*EXERCISE MATERIAL*.

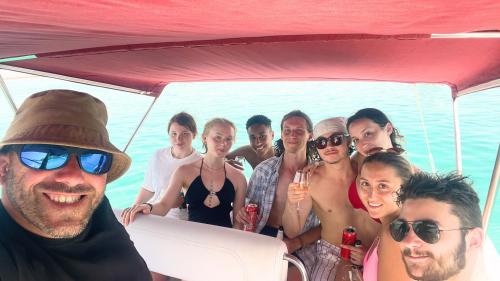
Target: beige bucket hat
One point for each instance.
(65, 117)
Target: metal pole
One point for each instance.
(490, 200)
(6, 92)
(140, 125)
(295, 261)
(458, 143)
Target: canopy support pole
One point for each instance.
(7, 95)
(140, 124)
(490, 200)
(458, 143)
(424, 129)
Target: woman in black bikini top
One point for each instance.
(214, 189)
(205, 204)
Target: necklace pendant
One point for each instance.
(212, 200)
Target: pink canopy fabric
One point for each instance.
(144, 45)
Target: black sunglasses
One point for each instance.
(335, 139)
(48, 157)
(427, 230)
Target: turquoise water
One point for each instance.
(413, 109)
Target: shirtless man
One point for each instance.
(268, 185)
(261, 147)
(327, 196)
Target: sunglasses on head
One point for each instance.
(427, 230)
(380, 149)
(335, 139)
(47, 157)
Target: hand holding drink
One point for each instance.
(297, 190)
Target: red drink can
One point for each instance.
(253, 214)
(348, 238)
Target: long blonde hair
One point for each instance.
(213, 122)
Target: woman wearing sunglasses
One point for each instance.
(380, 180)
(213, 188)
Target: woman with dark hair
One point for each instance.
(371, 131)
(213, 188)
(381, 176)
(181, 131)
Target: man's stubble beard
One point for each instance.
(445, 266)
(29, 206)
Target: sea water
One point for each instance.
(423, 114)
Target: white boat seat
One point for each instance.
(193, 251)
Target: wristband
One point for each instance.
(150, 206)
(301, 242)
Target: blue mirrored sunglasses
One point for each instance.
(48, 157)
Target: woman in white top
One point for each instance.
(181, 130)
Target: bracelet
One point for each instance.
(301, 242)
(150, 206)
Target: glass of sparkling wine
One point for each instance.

*REQUIREMENTS*. Can you repeat the listing word for word, starting at the line containing "Target: wristband" and ending at the listing's final line?

*RESULT OF THIS EXERCISE*.
Target: wristband
One point for each instance.
(150, 206)
(301, 242)
Target: blue mirrored sunglasses
One point for each instance.
(48, 157)
Target: woman in white top
One point for each instance.
(181, 130)
Target: bracelet
One point for each instance.
(301, 242)
(150, 206)
Target: glass of sparkling wine
One point for each instance.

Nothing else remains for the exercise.